──────── Records to process ────────

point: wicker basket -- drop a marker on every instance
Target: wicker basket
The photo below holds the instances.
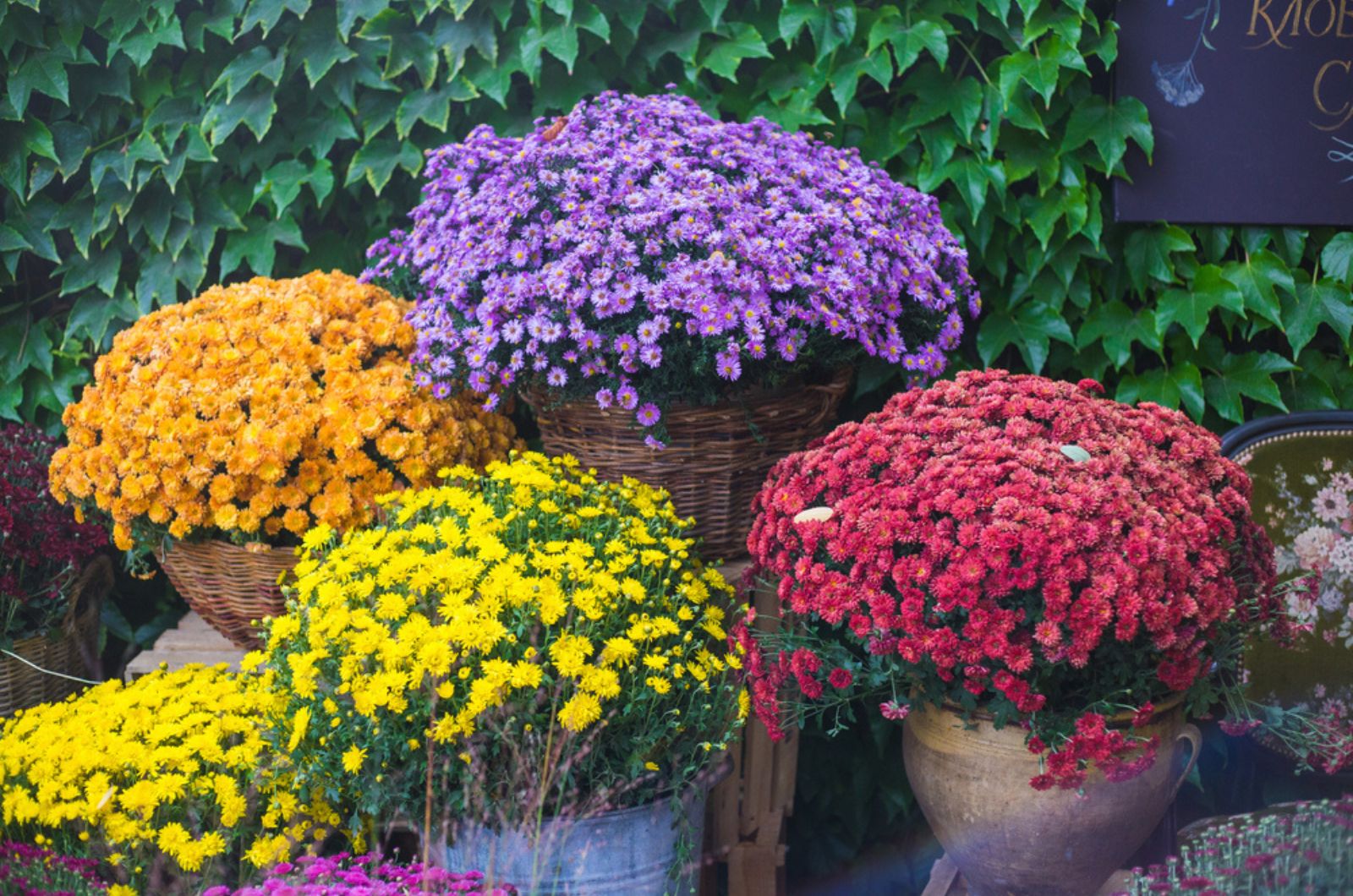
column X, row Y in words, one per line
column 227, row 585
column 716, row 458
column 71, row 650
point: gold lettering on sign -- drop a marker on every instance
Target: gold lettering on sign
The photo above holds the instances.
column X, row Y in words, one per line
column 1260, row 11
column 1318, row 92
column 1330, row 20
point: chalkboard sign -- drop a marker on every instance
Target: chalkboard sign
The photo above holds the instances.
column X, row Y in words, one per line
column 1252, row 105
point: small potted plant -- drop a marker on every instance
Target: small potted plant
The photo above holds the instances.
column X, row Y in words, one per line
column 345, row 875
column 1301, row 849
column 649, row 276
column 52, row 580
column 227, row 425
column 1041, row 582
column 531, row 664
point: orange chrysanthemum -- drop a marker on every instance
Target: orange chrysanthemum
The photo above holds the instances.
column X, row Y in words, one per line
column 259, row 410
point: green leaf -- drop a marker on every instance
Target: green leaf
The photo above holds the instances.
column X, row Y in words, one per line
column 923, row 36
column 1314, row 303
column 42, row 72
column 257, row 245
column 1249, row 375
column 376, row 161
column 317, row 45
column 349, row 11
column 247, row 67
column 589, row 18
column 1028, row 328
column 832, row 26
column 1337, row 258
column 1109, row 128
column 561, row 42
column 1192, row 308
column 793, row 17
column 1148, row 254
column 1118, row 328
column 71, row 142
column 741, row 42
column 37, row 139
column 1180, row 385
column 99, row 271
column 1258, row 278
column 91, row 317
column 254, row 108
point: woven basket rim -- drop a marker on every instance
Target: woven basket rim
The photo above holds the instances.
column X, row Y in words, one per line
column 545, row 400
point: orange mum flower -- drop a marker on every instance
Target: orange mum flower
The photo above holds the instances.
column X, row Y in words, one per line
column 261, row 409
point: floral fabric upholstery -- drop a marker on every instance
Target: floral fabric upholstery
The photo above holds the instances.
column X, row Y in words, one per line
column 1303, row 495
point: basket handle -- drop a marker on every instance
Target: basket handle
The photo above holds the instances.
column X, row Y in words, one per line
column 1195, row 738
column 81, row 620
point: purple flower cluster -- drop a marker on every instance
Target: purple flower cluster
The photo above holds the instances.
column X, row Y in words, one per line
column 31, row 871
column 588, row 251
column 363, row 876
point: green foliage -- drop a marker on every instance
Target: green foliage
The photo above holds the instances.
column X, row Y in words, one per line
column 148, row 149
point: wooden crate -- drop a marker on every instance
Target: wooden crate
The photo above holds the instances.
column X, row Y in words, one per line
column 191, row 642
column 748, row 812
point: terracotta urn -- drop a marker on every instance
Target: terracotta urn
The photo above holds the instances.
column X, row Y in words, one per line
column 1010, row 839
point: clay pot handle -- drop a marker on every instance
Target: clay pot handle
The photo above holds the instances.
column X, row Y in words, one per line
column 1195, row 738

────────

[What to work on] Every line above with the string "plant" in it needs to be copied.

[Solution to this problem]
point: small potted plant -- drop a marker on every instance
Target: small potted plant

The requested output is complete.